▶ [The task]:
Answer these from the PnetCDF-python page:
(a) What is the lowest Python version it needs?
(b) Which two Python libraries appear among its dependencies?
(c) Which class provides the interface for global attributes?

▶ [Text provided]:
○ ○ ○ ○ ○ ○ ○

PnetCDF-python
Overview
PnetCDF-python is a Python interface to PnetCDF, a high-performance parallel I/O library for accessing netCDF files. This integration with Python allows for easy manipulation, analysis, and visualization of netCDF data using the rich ecosystem of Python's scientific computing libraries, making it a valuable tool for python-based applications that require high-performance access to netCDF files.
More about PnetCDF-python
At a granular level, PnetCDF-python is a library that consists of the following components:
Component | Description |
---|---|
File | pncpy.File is a high-level object representing an netCDF file, which provides a Pythonic interface to create, read and write within an netCDF file. A File object serves as the root container for dimensions, variables, and attributes. Together they describe the meaning of data and relations among data fields stored in a netCDF file. |
Attribute | In the library, netCDF attributes can be created, accessed, and manipulated using python dictionary-like syntax. A Pythonic interface for metadata operations is provided both in the File class (for global attributes) and the Variable class (for variable attributes). |
Dimension | Dimension defines the shape and structure of variables and stores coordinate data for multidimensional arrays. The Dimension object, which is also a key component of File class, provides an interface to create, access and manipulate dimensions. |
Variable | Variable is a core component of a netCDF file representing an array of data values organized along one or more dimensions, with associated metadata in the form of attributes. The Variable object in the library provides operations to read and write the data and metadata of a variable within a netCDF file. Particularly, data mode operations have a flexible interface, where reads and writes can be done through either explicit function-call style methods or indexer-style (numpy-like) syntax. |
Dependencies
- Python 3.9 or above
- PnetCDF C library
- Python libraries mpi4py, numpy
- To work with the in-development version, you need to install Cython
Installation
Currently our PyPI wheels don't cover all systems. If you already have a working MPI with the mpicc compiler wrapper is on your search path and pnetcdf-C installation, you can use pip:
CC=mpicc PNETCDF_DIR=/path/to/pnetcdf/dir/ pip install pncpy==0.0.3
Development installation
-
Clone GitHub repository
-
Make sure numpy, mpi4py and Cython are installed and you have Python 3.9 or newer.

○ ○ ○ ○ ○ ○ ○

▶ [Material provided]:
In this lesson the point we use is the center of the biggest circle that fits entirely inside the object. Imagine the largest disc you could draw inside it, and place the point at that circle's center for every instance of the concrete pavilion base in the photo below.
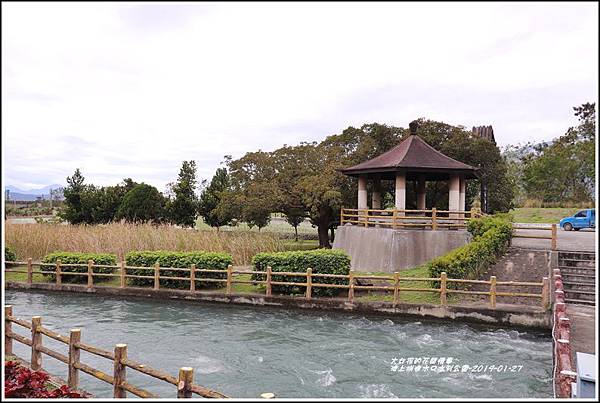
(389, 250)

○ ○ ○ ○ ○ ○ ○

▶ [Response]:
(a) Python 3.9
(b) mpi4py and numpy
(c) The File class